## 任務說明 1
根據下方關於 Nutch FetcherJob 的文章回答:
(a) 為了 politeness,Reduce 的推測執行被如何設定?
(b) 當 numTasks 為 null 或小於 1 時,reduce 任務數從哪個配置項讀取?
(c) FetchEntry 中的 key 是什麼?

【Nutch】FetcherJob

同樣的:

package org.apache.nutch.fetcher;

Job

先看它的Job是個什麼情況:

    currentJob = new NutchJob(getConf(), "fetch");

    // for politeness, don't permit parallel execution of a single task
    /**
     * turn off Reduce的推測執行。推測執行就是當一個任務執行的比較慢,Job Tracker就會開啓一個新的duplicate tast去做它的活,
     * 他們兩誰先完成就把對方kill掉。爲了politeness,不允許一個任務的併發執行,即不允許多個線程同時抓取同一個網頁。
     */
    currentJob.setReduceSpeculativeExecution(false);

    Collection<WebPage.Field> fields = getFields(currentJob);
    MapFieldValueFilter<String, WebPage> batchIdFilter = getBatchIdFilter(batchId);
    StorageUtils.initMapperJob(currentJob, fields, IntWritable.class,
        FetchEntry.class, FetcherMapper.class, FetchEntryPartitioner.class,
        batchIdFilter, false);
    StorageUtils.initReducerJob(currentJob, FetcherReducer.class);
    if (numTasks == null || numTasks < 1) { /**怎麼可以木有reduce任務呢?不可以!*/
      currentJob.setNumReduceTasks(currentJob.getConfiguration().getInt(
          "mapred.map.tasks", currentJob.getNumReduceTasks()));
    } else {
      currentJob.setNumReduceTasks(numTasks);
    }
    currentJob.waitForCompletion(true);     /**run job*/

FetchEntry

public class FetchEntry extends Configured implements Writable {
  private String key;
  private WebPage page;
}

其中的key就是reversedUrl,沒啥說的。

## 任務說明 2
篩選出記錄中含有字串"woman"的每一行,逐行照抄。大小寫須相符。

## 記錄
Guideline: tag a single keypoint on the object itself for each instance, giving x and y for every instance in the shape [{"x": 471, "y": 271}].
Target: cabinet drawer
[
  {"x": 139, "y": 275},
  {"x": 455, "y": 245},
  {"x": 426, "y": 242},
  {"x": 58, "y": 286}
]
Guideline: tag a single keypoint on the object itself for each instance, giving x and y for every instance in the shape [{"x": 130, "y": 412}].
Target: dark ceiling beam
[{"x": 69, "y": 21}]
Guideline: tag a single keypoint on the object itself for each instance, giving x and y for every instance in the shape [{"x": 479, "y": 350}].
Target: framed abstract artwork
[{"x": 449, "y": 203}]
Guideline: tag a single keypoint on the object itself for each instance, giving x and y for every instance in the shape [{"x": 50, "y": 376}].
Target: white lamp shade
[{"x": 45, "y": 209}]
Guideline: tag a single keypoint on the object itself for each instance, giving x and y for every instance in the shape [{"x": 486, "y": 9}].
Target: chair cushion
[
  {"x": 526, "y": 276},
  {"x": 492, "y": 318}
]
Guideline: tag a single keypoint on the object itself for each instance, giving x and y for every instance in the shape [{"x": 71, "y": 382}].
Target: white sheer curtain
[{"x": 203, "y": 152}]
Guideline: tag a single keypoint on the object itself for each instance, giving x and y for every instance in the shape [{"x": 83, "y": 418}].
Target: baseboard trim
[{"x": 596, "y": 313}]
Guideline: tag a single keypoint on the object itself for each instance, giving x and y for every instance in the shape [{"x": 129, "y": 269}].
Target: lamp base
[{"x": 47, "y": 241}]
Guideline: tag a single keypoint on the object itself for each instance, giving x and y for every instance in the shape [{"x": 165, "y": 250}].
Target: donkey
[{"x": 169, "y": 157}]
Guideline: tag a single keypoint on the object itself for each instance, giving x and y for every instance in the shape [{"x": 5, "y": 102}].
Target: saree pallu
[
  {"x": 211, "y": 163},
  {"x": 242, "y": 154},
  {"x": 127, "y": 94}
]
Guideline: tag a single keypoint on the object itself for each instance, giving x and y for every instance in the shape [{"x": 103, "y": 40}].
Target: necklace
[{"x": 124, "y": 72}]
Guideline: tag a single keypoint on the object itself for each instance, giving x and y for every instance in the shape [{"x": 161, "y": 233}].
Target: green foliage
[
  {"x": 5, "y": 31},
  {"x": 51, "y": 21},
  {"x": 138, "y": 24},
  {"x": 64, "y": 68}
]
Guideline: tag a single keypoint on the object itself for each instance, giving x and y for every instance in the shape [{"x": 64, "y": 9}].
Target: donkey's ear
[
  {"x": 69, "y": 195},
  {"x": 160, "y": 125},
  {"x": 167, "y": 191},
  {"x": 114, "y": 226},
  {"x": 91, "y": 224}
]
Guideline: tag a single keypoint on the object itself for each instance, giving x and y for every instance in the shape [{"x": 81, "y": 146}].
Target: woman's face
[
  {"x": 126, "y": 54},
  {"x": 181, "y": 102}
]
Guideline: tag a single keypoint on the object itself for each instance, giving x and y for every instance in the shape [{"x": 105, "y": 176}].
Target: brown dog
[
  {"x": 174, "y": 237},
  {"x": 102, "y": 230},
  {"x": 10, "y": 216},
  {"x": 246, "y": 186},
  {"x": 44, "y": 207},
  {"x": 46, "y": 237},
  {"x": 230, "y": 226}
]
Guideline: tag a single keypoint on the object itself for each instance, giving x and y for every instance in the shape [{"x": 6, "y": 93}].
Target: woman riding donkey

## 練習輸出 1
(a) 被關閉,呼叫 setReduceSpeculativeExecution(false)。
(b) "mapred.map.tasks"。
(c) reversedUrl。

## 練習輸出 2
Target: woman's face
Target: woman riding donkey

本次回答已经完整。